START Record excerpts

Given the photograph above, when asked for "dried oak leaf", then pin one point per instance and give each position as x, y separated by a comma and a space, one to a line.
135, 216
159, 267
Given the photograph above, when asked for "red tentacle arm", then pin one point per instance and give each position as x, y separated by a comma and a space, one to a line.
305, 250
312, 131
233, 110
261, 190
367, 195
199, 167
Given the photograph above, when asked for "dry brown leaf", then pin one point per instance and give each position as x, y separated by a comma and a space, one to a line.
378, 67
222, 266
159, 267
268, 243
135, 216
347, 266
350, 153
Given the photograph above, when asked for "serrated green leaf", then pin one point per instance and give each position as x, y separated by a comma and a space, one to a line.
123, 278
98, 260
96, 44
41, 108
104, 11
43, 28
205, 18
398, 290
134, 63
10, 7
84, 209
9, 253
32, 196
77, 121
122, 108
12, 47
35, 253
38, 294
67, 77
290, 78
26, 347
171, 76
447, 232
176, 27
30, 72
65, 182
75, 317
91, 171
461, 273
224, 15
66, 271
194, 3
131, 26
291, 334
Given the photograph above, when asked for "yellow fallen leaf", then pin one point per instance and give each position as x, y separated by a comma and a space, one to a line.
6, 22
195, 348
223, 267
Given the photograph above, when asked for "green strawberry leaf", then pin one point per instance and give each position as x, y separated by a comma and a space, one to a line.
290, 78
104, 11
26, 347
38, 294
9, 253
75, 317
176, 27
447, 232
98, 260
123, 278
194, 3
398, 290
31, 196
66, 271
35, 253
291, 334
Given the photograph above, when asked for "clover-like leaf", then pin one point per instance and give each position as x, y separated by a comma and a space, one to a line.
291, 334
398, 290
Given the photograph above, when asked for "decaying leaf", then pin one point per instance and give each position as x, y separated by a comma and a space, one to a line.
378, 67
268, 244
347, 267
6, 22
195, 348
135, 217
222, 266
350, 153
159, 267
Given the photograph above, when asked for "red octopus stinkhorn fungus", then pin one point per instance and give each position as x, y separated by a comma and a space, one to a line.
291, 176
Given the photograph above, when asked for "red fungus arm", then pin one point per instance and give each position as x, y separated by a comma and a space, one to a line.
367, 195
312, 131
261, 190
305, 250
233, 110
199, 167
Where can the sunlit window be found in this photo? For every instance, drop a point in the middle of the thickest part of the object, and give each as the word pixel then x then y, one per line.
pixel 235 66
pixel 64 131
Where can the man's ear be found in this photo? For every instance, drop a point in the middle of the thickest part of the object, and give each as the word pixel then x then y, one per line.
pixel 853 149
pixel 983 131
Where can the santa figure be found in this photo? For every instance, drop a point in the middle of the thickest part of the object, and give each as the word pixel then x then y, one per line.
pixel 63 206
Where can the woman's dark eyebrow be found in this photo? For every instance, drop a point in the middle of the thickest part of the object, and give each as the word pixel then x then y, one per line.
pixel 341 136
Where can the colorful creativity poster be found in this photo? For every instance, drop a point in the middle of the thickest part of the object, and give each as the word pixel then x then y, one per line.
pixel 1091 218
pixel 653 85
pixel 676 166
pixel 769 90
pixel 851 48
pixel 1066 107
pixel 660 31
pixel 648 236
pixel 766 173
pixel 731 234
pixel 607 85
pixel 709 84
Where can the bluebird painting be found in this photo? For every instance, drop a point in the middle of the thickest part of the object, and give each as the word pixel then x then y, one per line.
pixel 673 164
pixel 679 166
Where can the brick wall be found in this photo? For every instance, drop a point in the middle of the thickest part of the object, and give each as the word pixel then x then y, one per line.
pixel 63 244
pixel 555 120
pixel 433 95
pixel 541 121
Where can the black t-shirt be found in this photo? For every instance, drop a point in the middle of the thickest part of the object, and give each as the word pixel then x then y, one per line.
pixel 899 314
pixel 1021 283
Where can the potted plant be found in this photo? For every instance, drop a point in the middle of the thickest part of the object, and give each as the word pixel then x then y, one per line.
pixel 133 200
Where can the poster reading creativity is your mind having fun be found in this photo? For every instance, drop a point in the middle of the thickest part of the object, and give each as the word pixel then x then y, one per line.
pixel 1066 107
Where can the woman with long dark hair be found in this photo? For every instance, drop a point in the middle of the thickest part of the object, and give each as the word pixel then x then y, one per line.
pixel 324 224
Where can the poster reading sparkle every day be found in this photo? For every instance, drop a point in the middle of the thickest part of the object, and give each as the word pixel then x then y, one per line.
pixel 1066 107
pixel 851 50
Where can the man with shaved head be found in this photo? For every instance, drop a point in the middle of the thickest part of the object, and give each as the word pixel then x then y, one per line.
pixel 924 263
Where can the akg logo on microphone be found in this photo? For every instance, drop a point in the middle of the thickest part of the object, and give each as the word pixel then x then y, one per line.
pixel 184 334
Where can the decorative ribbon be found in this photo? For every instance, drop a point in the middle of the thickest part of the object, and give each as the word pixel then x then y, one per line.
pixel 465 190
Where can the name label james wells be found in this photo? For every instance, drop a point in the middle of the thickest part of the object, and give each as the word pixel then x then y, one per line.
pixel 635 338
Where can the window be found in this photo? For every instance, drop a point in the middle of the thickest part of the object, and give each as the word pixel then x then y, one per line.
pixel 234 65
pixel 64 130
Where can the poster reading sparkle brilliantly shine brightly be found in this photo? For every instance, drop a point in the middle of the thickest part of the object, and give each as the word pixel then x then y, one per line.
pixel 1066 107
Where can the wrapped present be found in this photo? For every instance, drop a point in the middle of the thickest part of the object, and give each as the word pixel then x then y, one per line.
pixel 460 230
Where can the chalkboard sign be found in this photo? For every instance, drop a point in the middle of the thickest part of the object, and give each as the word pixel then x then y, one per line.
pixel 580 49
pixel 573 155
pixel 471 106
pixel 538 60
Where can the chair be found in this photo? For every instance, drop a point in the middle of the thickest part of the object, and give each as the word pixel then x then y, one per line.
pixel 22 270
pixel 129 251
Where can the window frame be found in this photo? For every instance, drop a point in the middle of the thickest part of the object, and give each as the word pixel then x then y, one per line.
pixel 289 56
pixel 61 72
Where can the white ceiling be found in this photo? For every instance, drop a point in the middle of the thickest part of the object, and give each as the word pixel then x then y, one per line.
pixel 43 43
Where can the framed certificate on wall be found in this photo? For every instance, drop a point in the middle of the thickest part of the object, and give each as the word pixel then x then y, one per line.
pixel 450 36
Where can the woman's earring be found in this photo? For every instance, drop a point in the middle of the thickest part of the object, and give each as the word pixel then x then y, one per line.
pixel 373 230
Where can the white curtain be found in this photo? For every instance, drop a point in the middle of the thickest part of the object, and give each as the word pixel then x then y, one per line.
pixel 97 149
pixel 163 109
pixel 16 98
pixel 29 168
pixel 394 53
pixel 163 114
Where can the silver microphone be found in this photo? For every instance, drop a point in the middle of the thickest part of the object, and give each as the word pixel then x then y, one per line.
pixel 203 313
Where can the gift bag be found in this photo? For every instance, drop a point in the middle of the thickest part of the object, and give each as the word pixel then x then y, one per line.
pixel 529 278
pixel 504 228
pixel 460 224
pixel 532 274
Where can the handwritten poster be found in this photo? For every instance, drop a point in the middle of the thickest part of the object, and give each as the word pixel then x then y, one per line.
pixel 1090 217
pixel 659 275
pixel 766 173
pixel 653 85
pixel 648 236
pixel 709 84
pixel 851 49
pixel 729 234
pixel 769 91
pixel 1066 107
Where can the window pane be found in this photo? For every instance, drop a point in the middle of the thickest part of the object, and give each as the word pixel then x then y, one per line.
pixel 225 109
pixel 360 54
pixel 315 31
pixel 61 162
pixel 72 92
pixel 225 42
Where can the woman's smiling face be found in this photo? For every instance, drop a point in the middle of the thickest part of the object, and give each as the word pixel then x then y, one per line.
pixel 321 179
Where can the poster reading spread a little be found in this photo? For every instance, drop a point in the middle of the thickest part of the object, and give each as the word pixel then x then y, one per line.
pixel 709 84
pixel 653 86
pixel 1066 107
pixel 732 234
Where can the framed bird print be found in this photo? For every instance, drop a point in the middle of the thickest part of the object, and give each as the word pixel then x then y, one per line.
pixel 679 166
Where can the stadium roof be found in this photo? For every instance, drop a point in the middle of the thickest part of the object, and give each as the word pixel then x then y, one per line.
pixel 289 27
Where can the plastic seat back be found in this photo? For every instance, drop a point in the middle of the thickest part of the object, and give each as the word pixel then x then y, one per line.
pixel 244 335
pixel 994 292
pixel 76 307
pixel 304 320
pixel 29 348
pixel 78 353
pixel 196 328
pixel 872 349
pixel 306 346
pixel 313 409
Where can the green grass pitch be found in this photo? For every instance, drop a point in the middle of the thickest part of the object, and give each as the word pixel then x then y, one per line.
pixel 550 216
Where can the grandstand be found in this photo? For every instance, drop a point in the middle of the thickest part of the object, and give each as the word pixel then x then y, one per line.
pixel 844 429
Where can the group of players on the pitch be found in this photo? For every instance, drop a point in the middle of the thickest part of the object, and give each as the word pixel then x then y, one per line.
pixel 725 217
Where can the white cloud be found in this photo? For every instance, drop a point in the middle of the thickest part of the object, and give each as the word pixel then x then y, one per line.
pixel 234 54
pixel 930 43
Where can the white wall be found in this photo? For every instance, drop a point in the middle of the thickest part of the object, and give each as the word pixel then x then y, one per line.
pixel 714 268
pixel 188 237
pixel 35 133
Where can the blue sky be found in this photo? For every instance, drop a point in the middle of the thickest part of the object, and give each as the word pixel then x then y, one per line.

END Record excerpts

• _Task directions_: The line containing "Where can the white wall" and all lines after it, through the last line of the data, should be retyped exactly.

• _Answer section_:
Where can the white wall be found in this photo? For every instance, drop a point in the middle of the thickest part of the object, and give each as the word pixel then x then y, one per line.
pixel 714 268
pixel 188 237
pixel 35 133
Where can the blue sky be found in this photo? For every instance, drop a point in the middle of the thickest part of the object, and give each as the word pixel then x then y, one per line.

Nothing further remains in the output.